Task requirements: Report every line of the entries below that contains the word "instance", copying each line in full. Case counts.

— START OF The records —

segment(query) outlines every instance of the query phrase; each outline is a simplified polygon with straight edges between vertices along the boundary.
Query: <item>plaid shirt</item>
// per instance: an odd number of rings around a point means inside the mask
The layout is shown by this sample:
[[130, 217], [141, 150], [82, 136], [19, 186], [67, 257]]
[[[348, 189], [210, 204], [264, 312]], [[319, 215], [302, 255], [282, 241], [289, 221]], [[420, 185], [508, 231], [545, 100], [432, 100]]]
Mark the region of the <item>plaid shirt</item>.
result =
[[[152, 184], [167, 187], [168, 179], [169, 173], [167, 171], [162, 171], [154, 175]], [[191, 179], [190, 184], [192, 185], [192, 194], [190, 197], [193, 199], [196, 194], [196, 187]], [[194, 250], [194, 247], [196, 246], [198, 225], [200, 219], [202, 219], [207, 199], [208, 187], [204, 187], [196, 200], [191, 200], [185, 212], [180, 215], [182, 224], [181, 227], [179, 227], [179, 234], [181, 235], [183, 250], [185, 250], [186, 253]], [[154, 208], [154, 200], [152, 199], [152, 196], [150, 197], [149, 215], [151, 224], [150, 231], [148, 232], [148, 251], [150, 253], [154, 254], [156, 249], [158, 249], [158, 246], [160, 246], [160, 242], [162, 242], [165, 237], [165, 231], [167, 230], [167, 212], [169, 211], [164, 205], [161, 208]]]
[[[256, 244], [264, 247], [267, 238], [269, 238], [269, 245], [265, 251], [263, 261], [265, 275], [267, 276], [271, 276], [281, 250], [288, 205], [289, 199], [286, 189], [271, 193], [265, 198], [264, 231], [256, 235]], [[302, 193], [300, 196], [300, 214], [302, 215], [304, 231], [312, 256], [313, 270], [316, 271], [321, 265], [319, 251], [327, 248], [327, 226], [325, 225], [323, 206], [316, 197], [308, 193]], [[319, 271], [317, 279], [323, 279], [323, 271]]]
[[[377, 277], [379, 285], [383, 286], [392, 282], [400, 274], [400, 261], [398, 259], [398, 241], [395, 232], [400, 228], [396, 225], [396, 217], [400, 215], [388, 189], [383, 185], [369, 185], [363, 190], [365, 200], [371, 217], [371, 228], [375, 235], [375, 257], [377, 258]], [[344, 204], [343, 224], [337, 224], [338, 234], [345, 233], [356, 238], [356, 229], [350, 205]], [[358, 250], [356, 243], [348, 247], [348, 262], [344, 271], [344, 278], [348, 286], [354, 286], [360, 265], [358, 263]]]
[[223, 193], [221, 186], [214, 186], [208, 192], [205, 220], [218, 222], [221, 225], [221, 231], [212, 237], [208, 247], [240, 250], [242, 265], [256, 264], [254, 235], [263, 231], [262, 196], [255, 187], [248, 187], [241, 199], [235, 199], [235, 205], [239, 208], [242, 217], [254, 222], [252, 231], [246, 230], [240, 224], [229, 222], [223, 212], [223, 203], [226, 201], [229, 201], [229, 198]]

— END OF The records —

Exercise solution:
segment(query) outlines every instance of the query phrase; each outline is a simplified polygon with straight edges between vertices along the boundary.
// per instance: an odd number of rings around a point means inside the mask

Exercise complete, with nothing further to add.